_Text provided:_
-- Opening Marker --

She found regular work doing illustrations and builds for magazines, support which allowed her to realise some of her zanier concepts, such as the backwards car or a front door made from car parts. While the straight art world averted its eyes, Garner earned a certain amused admiration from gear heads and car nuts. Gigs followed in Rolling Stone, Vogue and the Discovery Channel’s reality game show Monster Garage. She contributed well over 100 back-page drawings, wacky solution after essential widget, to Car and Driver. Three of her “human-powered” pedal cars have been donated to the Audrain Auto Museum in Rhode Island.

Her critique of car culture implicates the US, with all its overbuilt machines and their contradictions, not least that cars are seen as masculine but also sell sex. “Her work is about gender expansiveness and gender as a commodity,” says Fiona Duncan, a writer preparing an essay on Garner. “You can customise your body, inside and out, so long as you can afford to do so.” In winter of 2021, Joan, a non-profit space in downtown LA, presented Immaculate Misconceptions, a retrospective of five decades of Garner’s work, from her double-decker lounge chairs to a series of punny lamps (“Lampoons”) to an Electrolux vacuum smoking a cigar. Visitors could also see “Genderometer” (c1985-2021), a retro-looking dial one turns, fluidly, between Masculine and Feminine.

Curator and dealer Sam Parker remembers finding a copy of Garner’s “Better Living Catalog” (1982) in his parents’ library. Flipping through page after page of modern conveniences — high-heeled roller skates, an umbrella made of palm fronds, a shower-in-a-can — he circled what he wanted for Christmas. Alas, these fantastic conveniences existed only as props, part of Garner’s satirical purpose.

Advert for high-heel skates featuring a woman’s foot in a gold high-heel shoe with rollerskate wheels
Garner’s ‘Better Living Catalog’ (1982) offered fantastical products . . . 
Advert for shower-in-a-can, which looks like a can of deodorant with a showerhead on top
. . . which poked fun at Americans’ desire to be always consuming © Courtesy the artist/Stars Gallery (2)

Years later, in 2015, Parker presented a selection of Garner’s drawings and prototypes, including the “Shower-in-a-Can”, at the Spring Break art fair in New York. “The response was insane,” says Parker: suddenly, Garner had the eye of pros such as the art journalist Linda Yablonsky and artist Maurizio Cattelan.

The exhibition sparked a wave of interest in Garner’s life and work, this time in the conventional art world. “She embodies all these paradoxes of cutting-edge thinking or living now,” says Duncan. “I think her humour especially resonates because life can seem so dire. It’s refreshing to be able to acknowledge all the heaviness and harm and not take it all on personally.” Although her career has been unconventional, it has followed the pattern of women artists not getting their due till their seventies.

-- Closing Marker --

(Referring expression grounding records)
-- Opening Marker --

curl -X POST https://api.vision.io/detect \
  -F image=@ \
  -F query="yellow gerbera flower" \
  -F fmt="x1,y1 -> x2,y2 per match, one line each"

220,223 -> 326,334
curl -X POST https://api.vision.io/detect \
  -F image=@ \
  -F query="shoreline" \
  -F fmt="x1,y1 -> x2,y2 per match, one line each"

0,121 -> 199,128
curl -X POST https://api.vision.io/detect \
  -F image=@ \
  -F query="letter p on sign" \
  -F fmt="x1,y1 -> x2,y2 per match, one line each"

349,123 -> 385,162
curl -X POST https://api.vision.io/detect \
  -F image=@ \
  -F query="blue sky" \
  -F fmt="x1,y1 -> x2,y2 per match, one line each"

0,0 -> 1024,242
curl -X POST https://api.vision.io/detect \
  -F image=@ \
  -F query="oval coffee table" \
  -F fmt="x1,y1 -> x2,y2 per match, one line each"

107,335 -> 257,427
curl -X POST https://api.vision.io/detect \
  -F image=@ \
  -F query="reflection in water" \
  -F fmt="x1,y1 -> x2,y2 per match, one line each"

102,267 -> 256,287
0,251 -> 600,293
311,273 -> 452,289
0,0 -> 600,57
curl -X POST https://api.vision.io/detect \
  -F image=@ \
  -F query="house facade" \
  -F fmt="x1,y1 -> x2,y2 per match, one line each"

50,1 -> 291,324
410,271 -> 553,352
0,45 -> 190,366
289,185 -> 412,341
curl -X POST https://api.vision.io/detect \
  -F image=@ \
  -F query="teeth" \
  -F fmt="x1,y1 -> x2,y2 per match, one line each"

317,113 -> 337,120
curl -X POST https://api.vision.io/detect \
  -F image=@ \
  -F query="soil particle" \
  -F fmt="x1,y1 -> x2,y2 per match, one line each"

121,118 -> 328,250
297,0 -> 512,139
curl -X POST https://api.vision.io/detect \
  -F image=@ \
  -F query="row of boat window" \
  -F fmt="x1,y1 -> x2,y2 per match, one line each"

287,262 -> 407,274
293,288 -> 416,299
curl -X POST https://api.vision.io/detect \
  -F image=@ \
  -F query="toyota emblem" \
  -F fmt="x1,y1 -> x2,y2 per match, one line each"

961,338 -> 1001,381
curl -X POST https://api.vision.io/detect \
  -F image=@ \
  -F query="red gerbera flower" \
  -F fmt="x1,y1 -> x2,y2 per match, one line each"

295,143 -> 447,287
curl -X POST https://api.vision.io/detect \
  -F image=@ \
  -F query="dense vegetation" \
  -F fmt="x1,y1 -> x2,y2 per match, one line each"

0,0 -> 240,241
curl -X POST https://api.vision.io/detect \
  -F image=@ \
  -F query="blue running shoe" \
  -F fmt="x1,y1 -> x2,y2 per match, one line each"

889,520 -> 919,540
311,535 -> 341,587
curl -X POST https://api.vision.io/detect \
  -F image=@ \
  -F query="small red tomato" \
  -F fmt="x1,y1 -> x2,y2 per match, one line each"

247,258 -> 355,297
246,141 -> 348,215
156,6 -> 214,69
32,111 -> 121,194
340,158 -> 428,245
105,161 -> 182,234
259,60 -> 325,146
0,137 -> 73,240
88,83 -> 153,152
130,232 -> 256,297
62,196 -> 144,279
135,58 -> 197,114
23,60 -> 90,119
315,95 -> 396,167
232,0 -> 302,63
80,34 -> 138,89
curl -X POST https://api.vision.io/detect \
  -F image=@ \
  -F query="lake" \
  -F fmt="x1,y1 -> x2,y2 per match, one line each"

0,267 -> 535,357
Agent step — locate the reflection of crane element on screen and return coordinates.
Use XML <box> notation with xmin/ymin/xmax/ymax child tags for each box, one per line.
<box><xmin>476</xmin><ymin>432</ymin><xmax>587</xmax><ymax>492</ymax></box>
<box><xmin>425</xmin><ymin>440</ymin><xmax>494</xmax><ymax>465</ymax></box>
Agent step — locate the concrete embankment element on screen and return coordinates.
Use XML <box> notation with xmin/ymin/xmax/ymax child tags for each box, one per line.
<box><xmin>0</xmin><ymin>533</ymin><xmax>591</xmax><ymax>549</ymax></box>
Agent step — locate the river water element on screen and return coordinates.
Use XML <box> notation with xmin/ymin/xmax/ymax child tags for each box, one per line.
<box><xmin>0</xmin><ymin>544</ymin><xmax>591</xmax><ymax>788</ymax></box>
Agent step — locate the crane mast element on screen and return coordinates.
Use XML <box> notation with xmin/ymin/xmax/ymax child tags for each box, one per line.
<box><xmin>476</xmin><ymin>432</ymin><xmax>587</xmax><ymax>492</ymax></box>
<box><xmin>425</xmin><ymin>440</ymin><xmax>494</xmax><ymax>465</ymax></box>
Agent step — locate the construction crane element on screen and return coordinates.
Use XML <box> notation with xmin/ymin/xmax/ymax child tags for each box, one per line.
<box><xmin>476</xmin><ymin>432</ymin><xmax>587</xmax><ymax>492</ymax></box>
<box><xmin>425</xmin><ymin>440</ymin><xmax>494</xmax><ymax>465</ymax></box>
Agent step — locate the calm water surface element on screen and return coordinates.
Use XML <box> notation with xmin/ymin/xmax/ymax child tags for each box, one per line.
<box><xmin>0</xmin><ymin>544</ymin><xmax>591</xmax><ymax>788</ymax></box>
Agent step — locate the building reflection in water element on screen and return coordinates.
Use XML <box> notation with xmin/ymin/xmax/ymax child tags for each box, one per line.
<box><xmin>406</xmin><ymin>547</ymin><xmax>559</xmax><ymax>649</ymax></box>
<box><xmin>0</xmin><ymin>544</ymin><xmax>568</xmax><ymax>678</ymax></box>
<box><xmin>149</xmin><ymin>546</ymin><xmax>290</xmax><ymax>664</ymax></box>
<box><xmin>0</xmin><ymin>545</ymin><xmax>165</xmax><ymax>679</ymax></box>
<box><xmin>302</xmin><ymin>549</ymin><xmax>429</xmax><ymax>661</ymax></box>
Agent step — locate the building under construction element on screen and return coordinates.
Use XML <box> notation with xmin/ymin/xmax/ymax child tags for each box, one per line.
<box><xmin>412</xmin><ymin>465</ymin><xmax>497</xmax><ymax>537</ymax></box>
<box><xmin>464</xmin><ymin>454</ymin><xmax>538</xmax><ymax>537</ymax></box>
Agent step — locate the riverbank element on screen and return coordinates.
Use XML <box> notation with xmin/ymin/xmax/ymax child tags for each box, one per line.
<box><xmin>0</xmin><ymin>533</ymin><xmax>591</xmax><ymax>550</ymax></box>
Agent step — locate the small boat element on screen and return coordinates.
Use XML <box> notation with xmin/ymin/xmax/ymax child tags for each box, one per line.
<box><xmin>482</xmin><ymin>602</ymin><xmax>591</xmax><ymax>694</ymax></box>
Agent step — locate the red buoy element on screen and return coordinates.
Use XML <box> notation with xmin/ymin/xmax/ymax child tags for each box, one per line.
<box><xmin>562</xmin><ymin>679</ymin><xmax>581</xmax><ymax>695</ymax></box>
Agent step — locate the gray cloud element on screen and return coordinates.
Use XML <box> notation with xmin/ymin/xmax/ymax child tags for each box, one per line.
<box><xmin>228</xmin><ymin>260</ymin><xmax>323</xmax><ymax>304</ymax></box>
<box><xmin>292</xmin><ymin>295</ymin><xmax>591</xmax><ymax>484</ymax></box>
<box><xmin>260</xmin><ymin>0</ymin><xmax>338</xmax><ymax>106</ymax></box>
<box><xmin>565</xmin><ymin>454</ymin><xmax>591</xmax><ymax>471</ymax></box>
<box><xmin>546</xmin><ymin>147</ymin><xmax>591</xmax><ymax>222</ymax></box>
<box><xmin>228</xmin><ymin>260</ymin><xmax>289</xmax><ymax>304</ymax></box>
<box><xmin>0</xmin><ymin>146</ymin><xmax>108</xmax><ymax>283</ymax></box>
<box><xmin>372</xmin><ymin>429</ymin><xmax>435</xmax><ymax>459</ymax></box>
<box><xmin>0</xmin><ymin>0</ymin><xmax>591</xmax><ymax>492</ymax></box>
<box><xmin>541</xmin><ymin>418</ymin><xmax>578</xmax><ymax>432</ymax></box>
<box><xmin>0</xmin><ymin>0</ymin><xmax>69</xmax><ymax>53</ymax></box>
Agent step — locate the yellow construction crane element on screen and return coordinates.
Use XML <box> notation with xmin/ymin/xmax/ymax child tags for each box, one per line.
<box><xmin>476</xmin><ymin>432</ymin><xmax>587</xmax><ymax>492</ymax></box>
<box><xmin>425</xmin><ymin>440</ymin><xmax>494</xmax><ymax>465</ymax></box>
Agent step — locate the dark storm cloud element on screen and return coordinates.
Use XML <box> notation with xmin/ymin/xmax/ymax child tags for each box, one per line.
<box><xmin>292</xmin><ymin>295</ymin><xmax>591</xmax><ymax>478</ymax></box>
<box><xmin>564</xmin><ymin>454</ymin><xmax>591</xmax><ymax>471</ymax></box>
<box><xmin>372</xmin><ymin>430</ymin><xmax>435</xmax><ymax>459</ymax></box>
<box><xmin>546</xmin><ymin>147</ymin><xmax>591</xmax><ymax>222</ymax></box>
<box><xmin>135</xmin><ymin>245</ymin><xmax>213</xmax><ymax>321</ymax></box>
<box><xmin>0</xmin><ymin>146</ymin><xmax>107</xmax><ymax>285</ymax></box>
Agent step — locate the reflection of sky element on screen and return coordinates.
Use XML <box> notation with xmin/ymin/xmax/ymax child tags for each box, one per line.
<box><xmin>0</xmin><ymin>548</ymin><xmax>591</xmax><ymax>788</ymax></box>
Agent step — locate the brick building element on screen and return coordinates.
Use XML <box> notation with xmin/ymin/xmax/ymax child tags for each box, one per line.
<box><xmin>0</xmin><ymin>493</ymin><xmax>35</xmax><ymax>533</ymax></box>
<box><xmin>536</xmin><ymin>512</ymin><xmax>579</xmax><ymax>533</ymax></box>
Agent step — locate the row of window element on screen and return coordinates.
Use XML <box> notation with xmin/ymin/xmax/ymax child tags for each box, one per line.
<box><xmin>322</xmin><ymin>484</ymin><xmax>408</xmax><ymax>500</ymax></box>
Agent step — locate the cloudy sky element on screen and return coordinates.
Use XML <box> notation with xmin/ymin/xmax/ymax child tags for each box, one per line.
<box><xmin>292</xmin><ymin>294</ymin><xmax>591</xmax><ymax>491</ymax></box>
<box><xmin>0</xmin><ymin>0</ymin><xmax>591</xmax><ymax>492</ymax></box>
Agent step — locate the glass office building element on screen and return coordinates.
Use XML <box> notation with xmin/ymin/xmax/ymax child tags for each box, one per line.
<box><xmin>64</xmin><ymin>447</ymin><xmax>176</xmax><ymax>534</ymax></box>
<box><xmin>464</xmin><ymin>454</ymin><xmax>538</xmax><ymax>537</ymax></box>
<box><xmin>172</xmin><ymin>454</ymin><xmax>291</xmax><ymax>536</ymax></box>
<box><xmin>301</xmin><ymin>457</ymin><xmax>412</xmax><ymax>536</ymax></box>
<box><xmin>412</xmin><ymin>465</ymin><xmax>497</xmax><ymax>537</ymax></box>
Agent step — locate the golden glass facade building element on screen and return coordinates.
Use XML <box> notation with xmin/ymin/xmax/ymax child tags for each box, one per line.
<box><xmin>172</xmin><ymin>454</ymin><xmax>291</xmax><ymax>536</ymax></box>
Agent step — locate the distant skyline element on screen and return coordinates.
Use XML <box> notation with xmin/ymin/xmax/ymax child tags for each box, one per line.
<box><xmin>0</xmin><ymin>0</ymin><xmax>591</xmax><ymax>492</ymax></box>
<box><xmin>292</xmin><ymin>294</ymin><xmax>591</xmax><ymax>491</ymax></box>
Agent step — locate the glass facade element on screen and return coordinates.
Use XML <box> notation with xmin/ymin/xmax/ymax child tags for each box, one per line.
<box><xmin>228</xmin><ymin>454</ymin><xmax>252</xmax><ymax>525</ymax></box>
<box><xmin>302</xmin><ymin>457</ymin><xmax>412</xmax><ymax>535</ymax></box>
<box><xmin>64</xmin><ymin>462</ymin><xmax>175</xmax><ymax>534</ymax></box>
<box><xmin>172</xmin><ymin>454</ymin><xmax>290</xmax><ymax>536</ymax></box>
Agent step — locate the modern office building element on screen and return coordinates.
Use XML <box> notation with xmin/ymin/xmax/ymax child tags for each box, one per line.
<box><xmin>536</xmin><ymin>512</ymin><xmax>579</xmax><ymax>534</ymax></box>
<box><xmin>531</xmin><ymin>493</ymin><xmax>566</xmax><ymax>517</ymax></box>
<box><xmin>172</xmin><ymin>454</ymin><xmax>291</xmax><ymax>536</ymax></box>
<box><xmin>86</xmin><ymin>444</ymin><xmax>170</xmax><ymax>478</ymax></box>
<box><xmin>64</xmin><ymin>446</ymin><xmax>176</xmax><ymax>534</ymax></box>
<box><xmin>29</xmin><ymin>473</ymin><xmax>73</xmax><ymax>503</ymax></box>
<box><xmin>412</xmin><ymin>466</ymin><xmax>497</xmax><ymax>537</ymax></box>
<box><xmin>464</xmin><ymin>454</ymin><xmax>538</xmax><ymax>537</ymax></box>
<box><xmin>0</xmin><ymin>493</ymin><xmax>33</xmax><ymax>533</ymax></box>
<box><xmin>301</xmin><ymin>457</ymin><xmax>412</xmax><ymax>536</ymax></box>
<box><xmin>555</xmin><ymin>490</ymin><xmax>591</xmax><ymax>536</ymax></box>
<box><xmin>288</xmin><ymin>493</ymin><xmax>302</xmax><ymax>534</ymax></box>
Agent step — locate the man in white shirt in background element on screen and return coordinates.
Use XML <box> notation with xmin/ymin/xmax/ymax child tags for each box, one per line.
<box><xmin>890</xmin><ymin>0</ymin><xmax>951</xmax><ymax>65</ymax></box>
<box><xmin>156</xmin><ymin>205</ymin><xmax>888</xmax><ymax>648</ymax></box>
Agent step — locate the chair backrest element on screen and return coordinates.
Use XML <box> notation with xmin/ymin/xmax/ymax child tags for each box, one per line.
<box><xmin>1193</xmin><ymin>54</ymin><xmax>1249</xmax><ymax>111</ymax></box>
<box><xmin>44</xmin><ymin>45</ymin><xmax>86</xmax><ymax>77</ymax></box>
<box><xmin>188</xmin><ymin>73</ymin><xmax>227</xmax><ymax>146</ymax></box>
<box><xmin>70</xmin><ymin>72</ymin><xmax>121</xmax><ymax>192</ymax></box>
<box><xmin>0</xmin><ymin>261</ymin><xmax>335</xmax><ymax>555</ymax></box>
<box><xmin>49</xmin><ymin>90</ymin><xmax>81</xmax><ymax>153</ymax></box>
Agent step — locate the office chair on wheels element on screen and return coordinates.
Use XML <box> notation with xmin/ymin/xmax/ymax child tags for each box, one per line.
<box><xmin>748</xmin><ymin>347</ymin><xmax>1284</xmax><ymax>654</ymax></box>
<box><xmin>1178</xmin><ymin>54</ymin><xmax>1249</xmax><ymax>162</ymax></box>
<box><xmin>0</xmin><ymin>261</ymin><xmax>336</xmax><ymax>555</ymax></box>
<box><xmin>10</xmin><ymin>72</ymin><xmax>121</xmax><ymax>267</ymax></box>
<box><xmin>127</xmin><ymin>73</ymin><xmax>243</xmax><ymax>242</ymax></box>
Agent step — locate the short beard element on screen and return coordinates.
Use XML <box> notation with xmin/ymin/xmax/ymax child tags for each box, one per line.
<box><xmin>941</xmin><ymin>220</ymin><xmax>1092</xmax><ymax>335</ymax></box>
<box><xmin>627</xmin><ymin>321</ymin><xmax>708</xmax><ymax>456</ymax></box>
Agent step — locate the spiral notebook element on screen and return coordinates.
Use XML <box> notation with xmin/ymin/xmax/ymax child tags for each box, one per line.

-- Closing Marker --

_Check your understanding:_
• A. From the article on Garner above, reproduce the stretch from "Advert for shower-in-a-can, which" through "artist/Stars Gallery (2)".
• B. Using the article on Garner, mark each statement yes or no and quote the words that decide it: (i) Three of Garner's pedal cars went to the Audrain Auto Museum in Rhode Island. (ii) Immaculate Misconceptions was shown at the Spring Break art fair in New York in 2015. (iii) The conveniences in the "Better Living Catalog" were real products available to buy.

_Answers for the tasks:_
• A.
Advert for shower-in-a-can, which looks like a can of deodorant with a showerhead on top
. . . which poked fun at Americans’ desire to be always consuming © Courtesy the artist/Stars Gallery (2)

• B.
(i) Yes: "Three of her “human-powered” pedal cars have been donated to the Audrain Auto Museum in Rhode Island."
(ii) No: "In winter of 2021, Joan, a non-profit space in downtown LA, presented Immaculate Misconceptions"
(iii) No: "these fantastic conveniences existed only as props, part of Garner’s satirical purpose."